#### Dataset ####
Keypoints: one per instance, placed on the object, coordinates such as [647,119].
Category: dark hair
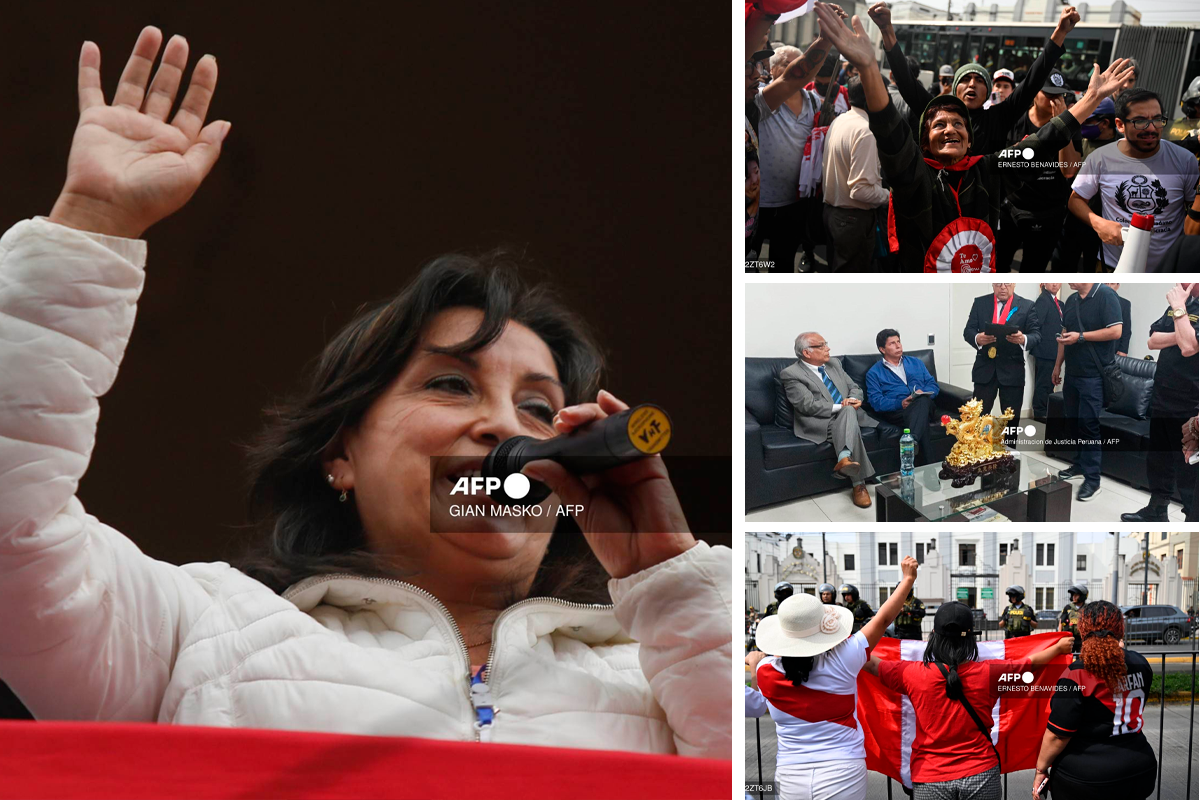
[797,668]
[856,91]
[1127,98]
[304,529]
[1102,655]
[952,651]
[828,67]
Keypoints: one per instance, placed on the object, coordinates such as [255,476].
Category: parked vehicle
[1156,623]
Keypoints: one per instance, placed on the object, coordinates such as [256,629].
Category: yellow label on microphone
[649,429]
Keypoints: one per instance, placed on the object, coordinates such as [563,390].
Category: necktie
[833,390]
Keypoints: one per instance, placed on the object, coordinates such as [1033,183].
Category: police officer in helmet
[851,600]
[1017,619]
[783,591]
[827,594]
[907,625]
[1069,618]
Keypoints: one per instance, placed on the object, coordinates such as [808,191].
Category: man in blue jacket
[901,391]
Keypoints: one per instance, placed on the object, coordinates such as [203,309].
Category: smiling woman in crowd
[946,203]
[358,617]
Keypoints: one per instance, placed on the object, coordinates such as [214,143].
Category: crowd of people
[807,656]
[1073,342]
[960,176]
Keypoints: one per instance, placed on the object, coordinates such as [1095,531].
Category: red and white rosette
[966,245]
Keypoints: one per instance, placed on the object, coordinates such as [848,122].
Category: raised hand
[1108,82]
[129,168]
[881,14]
[1067,19]
[853,44]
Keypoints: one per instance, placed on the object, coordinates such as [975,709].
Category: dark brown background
[365,142]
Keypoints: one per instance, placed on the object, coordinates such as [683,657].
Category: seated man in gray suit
[828,408]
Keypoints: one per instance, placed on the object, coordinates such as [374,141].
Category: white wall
[850,314]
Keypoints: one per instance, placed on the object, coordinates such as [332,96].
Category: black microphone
[599,445]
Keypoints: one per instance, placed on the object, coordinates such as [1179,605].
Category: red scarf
[963,164]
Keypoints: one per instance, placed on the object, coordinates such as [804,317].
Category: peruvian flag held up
[1018,722]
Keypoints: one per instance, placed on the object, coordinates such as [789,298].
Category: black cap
[953,619]
[1055,84]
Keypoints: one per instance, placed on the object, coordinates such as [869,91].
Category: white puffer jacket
[95,630]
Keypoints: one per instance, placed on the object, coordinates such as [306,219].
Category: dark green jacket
[989,126]
[927,197]
[1018,619]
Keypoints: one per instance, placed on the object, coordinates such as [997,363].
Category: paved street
[1173,785]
####
* _To do_: Reproduce the lines from the one with "such as [804,317]." to the end of the data exactly, leaving out every earlier line.

* _Task response_:
Keypoints: one per instance, placed on the object, coordinates such as [804,317].
Category: peruvian flag held up
[1018,722]
Keypoints: one per instance, placed on the object, coordinates such as [789,298].
Category: black cap
[953,619]
[1055,84]
Keypoints: one per instance, placed on the object, coordinates such as [869,91].
Category: white puffer jacket
[95,630]
Keypoints: one per instance, placed on the object, coordinates such as [306,219].
Category: dark green jacket
[989,126]
[927,197]
[1018,619]
Keypoints: one per instance, placed on the object, coordinates such as [997,363].
Category: paved street
[1173,785]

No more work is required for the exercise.